■ WHAT THE EXERCISE ASKS ■
Reproduce word for word the stretch of the cousin marriage passage that begins at "Polygyny is one" and stops after "are more vulnerable.".

■ TEXT PASSAGE ■
________________

Despite the huge amounts of data in Heinrich’s 600-page book, his thesis is tentative. But, if proven, it will raise questions about the wisdom of legalizing cousin marriage. Henrich has come up with a Kinship Intensity Index, which measures how important kinship is in any given society, and the prevalence of cousin marriage is a variable that increases that measure. Henrich has extensively documented an inverse correlation between kinship intensity and higher levels of education, cosmopolitan altruism, security, economic prosperity and the strength of democratic institutions. So, cousin marriage may pose no significant biological risk, but it does pose some societal risks.
Predictably, the US scores low on the Kinship Intensity Index. But it seems unlikely that legalizing cousin marriage would threaten democratic institutions or economic prosperity in the US. Few cousins want to get married, anyway. Legalizing cousin marriage would make those few people happy, and the social effects would be negligible. After all, according to Henrich’s research, Europe has an even lower Kinship Intensity Index, yet, in most European countries, cousin marriage is legal.
But, in those countries where cousin marriage is far more prevalent—especially in the Muslim world—legislators should consider introducing some restrictions. Cousin marriage is still too deeply enshrined in many countries, and legislators may encounter stiff resistance to outlawing it. But there may be other ways of weakening kinship ties, by targeting institutions that also enshrine the prominence of kinship.
Polygyny is one such institution. In polygynous societies, fewer men reproduce, which increases genetic group relatedness. By having various wives, men build extensive households that operate as tribes. Furthermore, polygyny increases the number of unmarried men, who have fewer opportunities to form families of their own, and have to stay in their natal homes, thus retaining their ties with their extended families.
Unlike cousin marriage, polygyny has concrete victims. Many studies suggest a strong relationship between polygyny and domestic violence. Women in polygynous societies also generally have fewer opportunities for development and are more vulnerable.

________________

■ PROVIDED MATERIAL ■

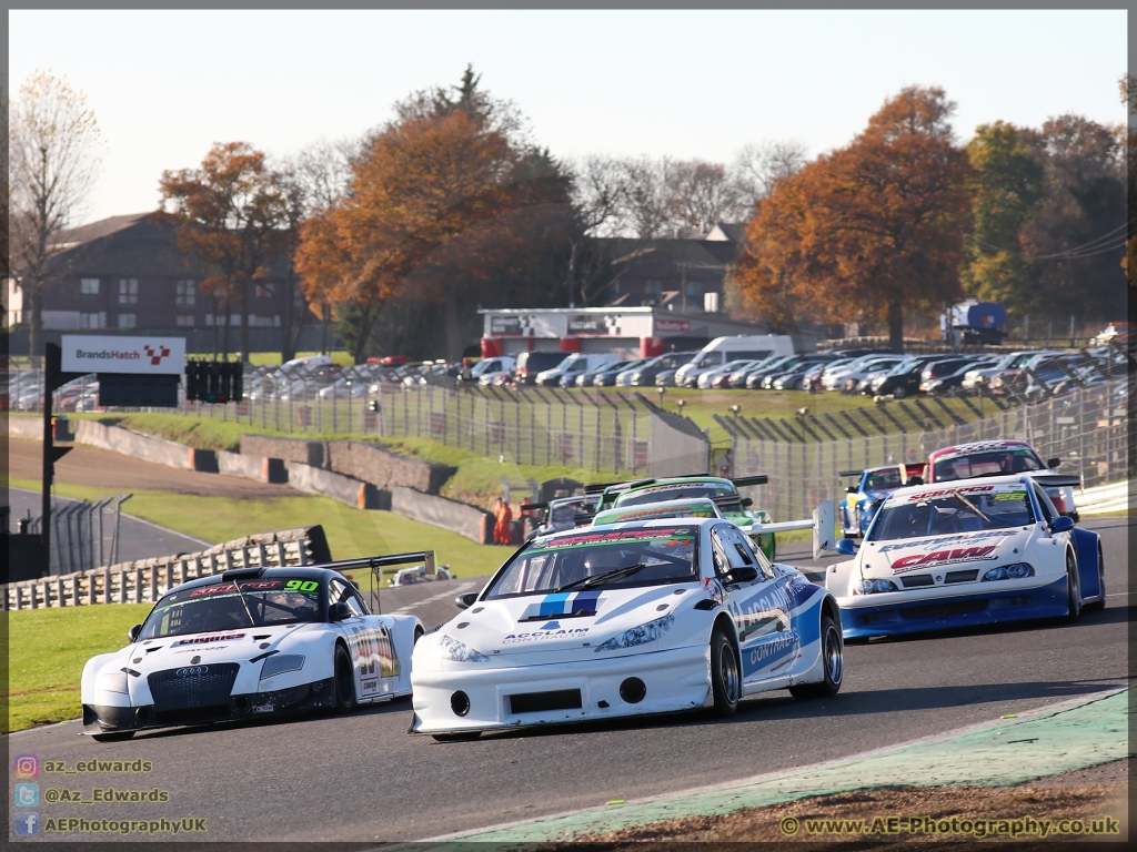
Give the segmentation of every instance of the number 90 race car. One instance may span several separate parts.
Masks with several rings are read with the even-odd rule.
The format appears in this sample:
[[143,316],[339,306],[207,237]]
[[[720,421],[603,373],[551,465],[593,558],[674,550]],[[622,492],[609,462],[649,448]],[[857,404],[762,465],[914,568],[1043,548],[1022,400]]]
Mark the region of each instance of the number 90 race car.
[[[832,503],[821,515],[831,544]],[[415,646],[409,733],[458,740],[698,708],[725,716],[744,695],[841,685],[833,598],[723,518],[541,536],[459,605],[470,609]]]
[[85,733],[349,710],[410,692],[408,663],[423,626],[372,615],[339,568],[422,561],[433,552],[306,568],[239,568],[161,596],[130,644],[83,668]]
[[899,488],[825,587],[846,641],[1067,616],[1105,605],[1097,533],[1057,512],[1031,476]]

________________

■ RESULT BELOW ■
Polygyny is one such institution. In polygynous societies, fewer men reproduce, which increases genetic group relatedness. By having various wives, men build extensive households that operate as tribes. Furthermore, polygyny increases the number of unmarried men, who have fewer opportunities to form families of their own, and have to stay in their natal homes, thus retaining their ties with their extended families.
Unlike cousin marriage, polygyny has concrete victims. Many studies suggest a strong relationship between polygyny and domestic violence. Women in polygynous societies also generally have fewer opportunities for development and are more vulnerable.